Change every "thickest part" in the data below to "widest part", leaving the rest of each line as it is.

[Stored records]
========================================================================

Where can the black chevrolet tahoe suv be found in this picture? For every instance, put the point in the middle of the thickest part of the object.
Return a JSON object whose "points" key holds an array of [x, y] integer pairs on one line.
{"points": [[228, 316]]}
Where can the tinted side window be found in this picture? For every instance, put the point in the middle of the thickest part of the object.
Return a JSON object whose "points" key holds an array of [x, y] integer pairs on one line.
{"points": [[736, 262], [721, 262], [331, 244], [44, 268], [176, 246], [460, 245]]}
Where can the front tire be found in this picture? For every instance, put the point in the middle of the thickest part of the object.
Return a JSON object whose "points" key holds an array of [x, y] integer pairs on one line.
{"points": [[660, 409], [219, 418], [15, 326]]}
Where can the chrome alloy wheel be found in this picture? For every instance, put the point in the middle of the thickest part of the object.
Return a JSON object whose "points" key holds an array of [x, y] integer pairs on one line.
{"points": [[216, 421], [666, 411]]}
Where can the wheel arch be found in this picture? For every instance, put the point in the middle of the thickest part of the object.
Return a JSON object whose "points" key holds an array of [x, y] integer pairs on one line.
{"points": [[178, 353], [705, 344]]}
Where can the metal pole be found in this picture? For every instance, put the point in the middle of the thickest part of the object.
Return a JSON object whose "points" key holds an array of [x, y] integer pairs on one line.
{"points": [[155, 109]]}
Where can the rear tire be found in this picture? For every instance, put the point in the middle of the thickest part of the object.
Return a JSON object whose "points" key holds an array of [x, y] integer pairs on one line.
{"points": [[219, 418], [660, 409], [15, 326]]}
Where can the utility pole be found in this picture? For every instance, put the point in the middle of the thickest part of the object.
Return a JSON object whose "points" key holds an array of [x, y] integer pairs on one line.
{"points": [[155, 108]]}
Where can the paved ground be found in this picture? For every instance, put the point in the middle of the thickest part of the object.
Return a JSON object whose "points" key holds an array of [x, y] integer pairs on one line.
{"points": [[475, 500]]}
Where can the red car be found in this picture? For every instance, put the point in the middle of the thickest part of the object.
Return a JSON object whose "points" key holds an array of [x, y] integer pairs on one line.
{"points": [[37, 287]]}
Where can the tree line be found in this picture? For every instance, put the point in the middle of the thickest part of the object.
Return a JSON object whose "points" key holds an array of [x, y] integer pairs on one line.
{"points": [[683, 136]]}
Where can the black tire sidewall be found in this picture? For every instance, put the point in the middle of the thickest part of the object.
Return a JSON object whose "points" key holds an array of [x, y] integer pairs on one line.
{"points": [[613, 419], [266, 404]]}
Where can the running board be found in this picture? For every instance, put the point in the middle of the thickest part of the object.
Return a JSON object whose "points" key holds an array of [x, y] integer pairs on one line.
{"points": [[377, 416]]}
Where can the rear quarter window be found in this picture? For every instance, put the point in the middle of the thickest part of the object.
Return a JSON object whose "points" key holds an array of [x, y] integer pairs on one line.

========================================================================

## Task result:
Where can the black chevrolet tahoe suv be found in this picture? For every instance, put the point in the middle of the widest part of the object.
Return a JSON object whose "points" key holds an array of [x, y] integer pairs on one line.
{"points": [[228, 316]]}
Where can the tinted side window be found in this picture? For every instance, put the point in the middle of the widest part of the object.
Return a JSON object whose "points" key holds an array of [x, y] integer pairs on one line.
{"points": [[736, 262], [721, 262], [331, 244], [44, 268], [176, 246], [460, 245]]}
Where can the front tire be found in this picture? For every instance, put the point in the middle of the widest part of the object.
Return a JSON object whose "points" key holds an array of [x, y] integer pairs on one line.
{"points": [[660, 409], [219, 418], [15, 326]]}
Where can the chrome alloy wheel be found in this picture? For every instance, put the point in the middle of the widest part of the object.
Return a JSON object whose "points" key holds an array of [x, y] integer pairs on one line.
{"points": [[216, 421], [666, 411]]}
Where can the wheel arch be found in this picture? For every instance, put the point in the middle of the widest part of the object.
Return a JSON object whose "points" key holds an array of [x, y] integer pairs on one line.
{"points": [[178, 353], [705, 344]]}
Where can the metal pole be found in this picture? For every instance, put the point in the middle of the widest part of the object.
Return a JSON object whose "points" key holds an array of [x, y] integer pairs on one line.
{"points": [[155, 109]]}
Where can the rear tire be found in this picture? For every instance, put the point in the middle of the widest part of the object.
Return a JSON object whose "points" key holds an array of [x, y] integer pairs on one line.
{"points": [[219, 418], [660, 409], [15, 326]]}
Where can the utility pole be found in this picture? For every instance, put the point in the middle of the widest part of the object.
Return a JSON object whose "points" key holds an array of [x, y] integer pairs on one line.
{"points": [[155, 108]]}
Where can the paved ground be found in this picture? For every instance, put the point in the middle of the widest part of the object.
Return a JSON object whose "points" key holds an array of [x, y] integer pairs on one line.
{"points": [[475, 500]]}
Where can the red car be found in this picture? For every instance, put the point in the middle of the widest part of the object.
Return a JSON object whose "points" key holds an array of [x, y] integer pairs on one line.
{"points": [[37, 287]]}
Where can the tree line be found in this picture? For every instance, put the point in the middle of the widest part of the object.
Return a JSON object whose "points" key holds an array of [x, y] integer pairs on one line.
{"points": [[683, 136]]}
Where can the black tire sidewall be found in this picture? For every instance, put the point in the middle of the widest part of the object.
Return a JSON object whose "points" key holds an array of [x, y] integer pairs on one line.
{"points": [[613, 419], [266, 404]]}
Where can the running board be found in this picture? For every instance, put the point in the middle of the widest part of the object.
Return a JSON object whose "points" key holds an array of [x, y] integer pairs on one line.
{"points": [[377, 416]]}
Where can the rear quarter window be found in this picture? For every instance, put the point in the middle of the widest part of the object.
Return a JSON object whose "points" key holds an array of [x, y] integer pairs on one line.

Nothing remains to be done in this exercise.